Material for the task:
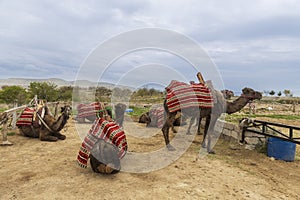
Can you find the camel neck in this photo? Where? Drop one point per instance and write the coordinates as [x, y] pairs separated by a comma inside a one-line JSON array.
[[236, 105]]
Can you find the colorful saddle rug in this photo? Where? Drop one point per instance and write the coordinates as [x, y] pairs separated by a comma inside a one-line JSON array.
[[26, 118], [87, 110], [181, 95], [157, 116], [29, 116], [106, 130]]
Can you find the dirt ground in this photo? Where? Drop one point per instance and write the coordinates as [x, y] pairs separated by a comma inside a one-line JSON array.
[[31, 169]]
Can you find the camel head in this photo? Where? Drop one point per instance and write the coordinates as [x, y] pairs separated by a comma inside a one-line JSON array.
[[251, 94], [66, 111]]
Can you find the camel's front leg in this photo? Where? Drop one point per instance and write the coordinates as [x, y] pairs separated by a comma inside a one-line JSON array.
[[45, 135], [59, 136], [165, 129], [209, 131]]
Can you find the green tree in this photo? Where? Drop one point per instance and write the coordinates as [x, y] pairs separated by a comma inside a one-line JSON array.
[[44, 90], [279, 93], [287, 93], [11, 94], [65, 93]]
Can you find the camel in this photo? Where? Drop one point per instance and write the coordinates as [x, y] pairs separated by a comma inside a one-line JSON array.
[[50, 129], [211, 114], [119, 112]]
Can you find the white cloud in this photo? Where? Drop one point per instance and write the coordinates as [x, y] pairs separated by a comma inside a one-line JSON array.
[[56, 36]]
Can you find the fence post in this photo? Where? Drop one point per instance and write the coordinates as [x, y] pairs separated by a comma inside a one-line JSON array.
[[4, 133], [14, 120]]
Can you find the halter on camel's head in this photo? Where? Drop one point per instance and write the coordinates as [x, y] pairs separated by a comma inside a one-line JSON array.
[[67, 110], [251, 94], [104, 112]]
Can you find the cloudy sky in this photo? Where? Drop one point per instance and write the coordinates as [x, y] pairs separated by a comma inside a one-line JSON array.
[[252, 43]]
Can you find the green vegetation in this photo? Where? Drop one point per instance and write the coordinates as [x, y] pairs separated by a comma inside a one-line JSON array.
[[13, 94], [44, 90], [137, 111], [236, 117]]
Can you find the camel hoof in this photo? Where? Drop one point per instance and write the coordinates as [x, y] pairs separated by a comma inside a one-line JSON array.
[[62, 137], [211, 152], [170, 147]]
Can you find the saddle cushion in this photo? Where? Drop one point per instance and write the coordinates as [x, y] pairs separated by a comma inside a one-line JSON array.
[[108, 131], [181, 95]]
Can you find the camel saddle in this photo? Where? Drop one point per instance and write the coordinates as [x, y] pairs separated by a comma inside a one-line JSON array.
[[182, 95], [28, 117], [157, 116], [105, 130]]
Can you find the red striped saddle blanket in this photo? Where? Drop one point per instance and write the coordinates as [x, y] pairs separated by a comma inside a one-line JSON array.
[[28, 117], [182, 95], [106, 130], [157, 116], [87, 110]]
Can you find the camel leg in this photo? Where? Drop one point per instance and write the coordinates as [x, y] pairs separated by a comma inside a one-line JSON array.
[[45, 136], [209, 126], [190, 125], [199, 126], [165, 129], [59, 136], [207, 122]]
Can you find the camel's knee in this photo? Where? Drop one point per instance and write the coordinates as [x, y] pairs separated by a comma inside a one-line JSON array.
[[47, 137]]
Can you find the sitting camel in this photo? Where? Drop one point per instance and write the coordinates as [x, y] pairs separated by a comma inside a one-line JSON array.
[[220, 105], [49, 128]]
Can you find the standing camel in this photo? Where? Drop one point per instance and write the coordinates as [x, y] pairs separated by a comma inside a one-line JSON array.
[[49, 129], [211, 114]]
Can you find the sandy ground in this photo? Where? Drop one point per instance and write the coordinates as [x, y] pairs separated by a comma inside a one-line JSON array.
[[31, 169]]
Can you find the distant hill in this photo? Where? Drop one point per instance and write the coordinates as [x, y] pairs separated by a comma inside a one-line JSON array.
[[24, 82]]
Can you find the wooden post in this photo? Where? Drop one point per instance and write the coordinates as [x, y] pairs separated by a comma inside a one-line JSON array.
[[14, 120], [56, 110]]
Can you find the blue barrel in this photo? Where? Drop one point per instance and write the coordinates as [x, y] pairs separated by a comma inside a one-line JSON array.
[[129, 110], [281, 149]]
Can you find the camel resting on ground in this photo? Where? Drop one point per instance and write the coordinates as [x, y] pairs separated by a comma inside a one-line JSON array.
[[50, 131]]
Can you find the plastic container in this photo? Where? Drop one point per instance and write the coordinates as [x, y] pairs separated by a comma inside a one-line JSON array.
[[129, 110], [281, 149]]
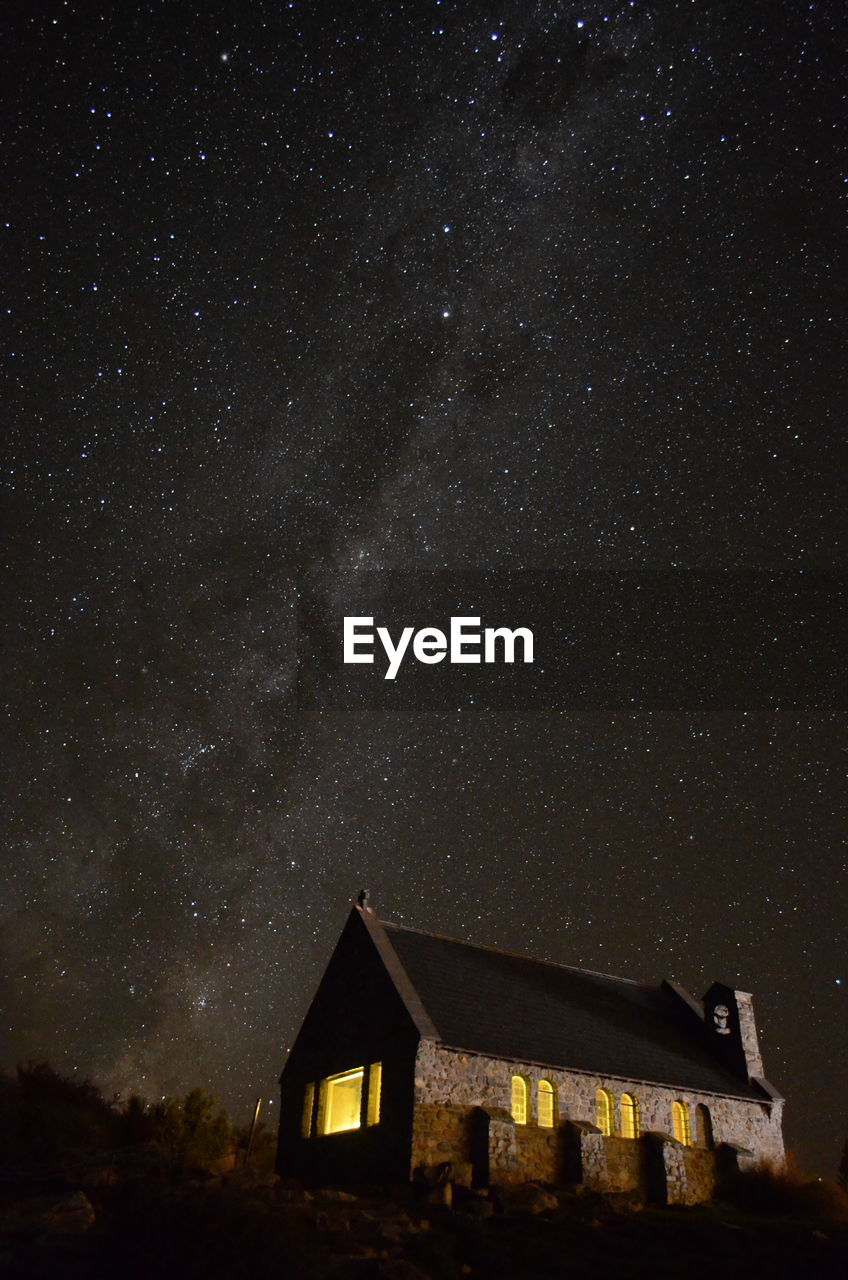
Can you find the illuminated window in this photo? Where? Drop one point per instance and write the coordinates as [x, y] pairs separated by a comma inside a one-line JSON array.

What is being asked: Copy out every line of the items above word for word, but leave out the pictures.

Correct result:
Can you find the camel neck in this photo? Where? Drop one point per instance and write the coordinates as [x, y] pairs separated by a comma inside a one-line JSON array.
[[236, 105]]
Can you find the colorful saddle rug in this photo? Where? Drop one point per instance and write the coordinates as [x, y] pairs separated by a comma inside a one-line JSON array.
[[26, 118], [87, 110], [181, 95], [157, 116], [29, 116], [106, 130]]
Can you find the dirt ground in this photo? Where? Drop one point per instance and write the coordinates as [x, y] pairs separated by a comma inside a one-line JSON array.
[[31, 169]]
Can you find the camel head in this photo? Where? Drop one point per instance and write the coordinates as [x, y] pairs separated by a comma inside a one-line JSON array.
[[251, 94], [66, 111]]
Can you find the camel's front leg in this photo? Where? Drop one point per instance and write the coordinates as [x, y] pairs separated by a comma inside a one-line JSON array.
[[45, 135], [59, 136], [165, 129], [209, 131]]
Can you find the green tree in this photo? Where? Drop one point per instance and write the coordinates as [x, y] pairs separated by a comma inside a one-line JSON array.
[[44, 90], [279, 93], [287, 93], [11, 94], [65, 93]]
Can you find the camel in this photo? Where? Drop one point per instance and write the coordinates as [x, y] pairs separated by a comma inside a one-line JSON array.
[[50, 129], [211, 114], [119, 112]]
Can you find the white cloud in this photo? Where? Drop one point per instance and write the coordinates as [x, y] pairs separated by a comma inside a one-line JSON array.
[[56, 36]]
Can you find the fence post in this photo? Where? Drop one point per instance and write the coordinates as [x, y] pairs separated by a comma inside a one-line JSON array.
[[4, 133], [14, 120]]
Can you find the halter on camel's head in this photo? Where? Drop one point per instance and write the coordinates as [x, y] pairs separated by a comma inside a one-line JSON array.
[[67, 110], [251, 94], [104, 112]]
Can you find the cloudy sky in this photo? Where? Drop one point per instance and write the coordinates as [x, y] pairs separated by a comma inside a one-line JSON array.
[[252, 43]]
Can you find the green vegetation in this photo? Where? Drop one point per instance and write the coordinates as [x, y] pairs separated by a comma inside a one-line JSON array.
[[13, 94], [44, 90], [137, 111], [236, 117]]
Can you find the camel hoof in this photo? Where? Drop one point per instance and write the coordinates as [x, y] pairs separated by a comma inside a one-line JSON array.
[[62, 137], [211, 152], [170, 147]]
Can you find the saddle cushion in this photo? Where? Drop one point per instance and write the coordinates as [x, y] pairs separated by a comma inside a one-line JSON array.
[[108, 131], [181, 95]]
Can you find the camel saddle in this photo? Where? Drop one point per instance and write the coordinates as [x, y] pairs separated by a comma inside a one-line JSON array.
[[182, 95], [28, 117], [157, 116], [105, 130]]
Can you find the red striped saddle blanket in this photo? Where? Drop one point per instance and write the coordinates as [x, y] pairs separated by a comma inside a one-line JSON array.
[[28, 117], [182, 95], [106, 130], [157, 116], [87, 110]]
Can you find the camel leg in this photo? Where? Drop one point per instance and write the coordinates as [x, y] pairs separated by a comma inside a one-line JSON array.
[[45, 136], [209, 126], [190, 125], [199, 126], [165, 129], [59, 136], [207, 122]]
Can you find the camel's knee in this photo? Where? Drop one point per instance and write the coordinates as [x, y] pairs separated by a comma inside a one-line JSON array.
[[47, 137]]
Can you find the sitting camel in this photo? Where? Drop one point per instance and write the coordinates as [x, y] pairs separated by a comma inside a one-line JSON array.
[[220, 105], [49, 128]]
Can you find the standing camel in this photo? Where? Drop one point per instance and write the coordinates as [x, y] pairs separated by a comma inside a one-line JSON array.
[[49, 129], [211, 114]]
Can you find the sandy ground in this photo? Where? Drop one point per instance and write the coordinates as [x, y] pairs separated by a comma inside a one-line JSON array.
[[31, 169]]
Can you find the distant hill in this photo? Where? Drop one point per instance and write the coordinates as [x, y] pairs separated by a comma inside a one-line JSON array.
[[24, 82]]
Can you find the wooden post in this photo? Where? Drop one point per instance and write the coordinates as [x, y] pairs separated by a comma inside a one-line JSON array.
[[14, 120], [56, 110]]
Can you find the blue barrel in this photo? Where? Drop one point per instance and write the coordinates as [x, y] pairs separated by a comma inside a one-line JSON array.
[[129, 110], [281, 149]]
Can you find the camel resting on ground in this photo? Where? Drop one point per instance and write the coordinates as [x, y] pairs separated by a comma inside a one-line JSON array.
[[50, 131]]
Can you find the plastic container in this photo? Where? Drop one point per instance and write the coordinates as [x, y] pairs separated by a comma inside a one-line JSON array.
[[129, 110], [281, 149]]
Can you find the illuminated window in this photo? Where? Drop one point per instance and write the coordinates as [x, y] pairs separated by a comma inside a one-line JSON array.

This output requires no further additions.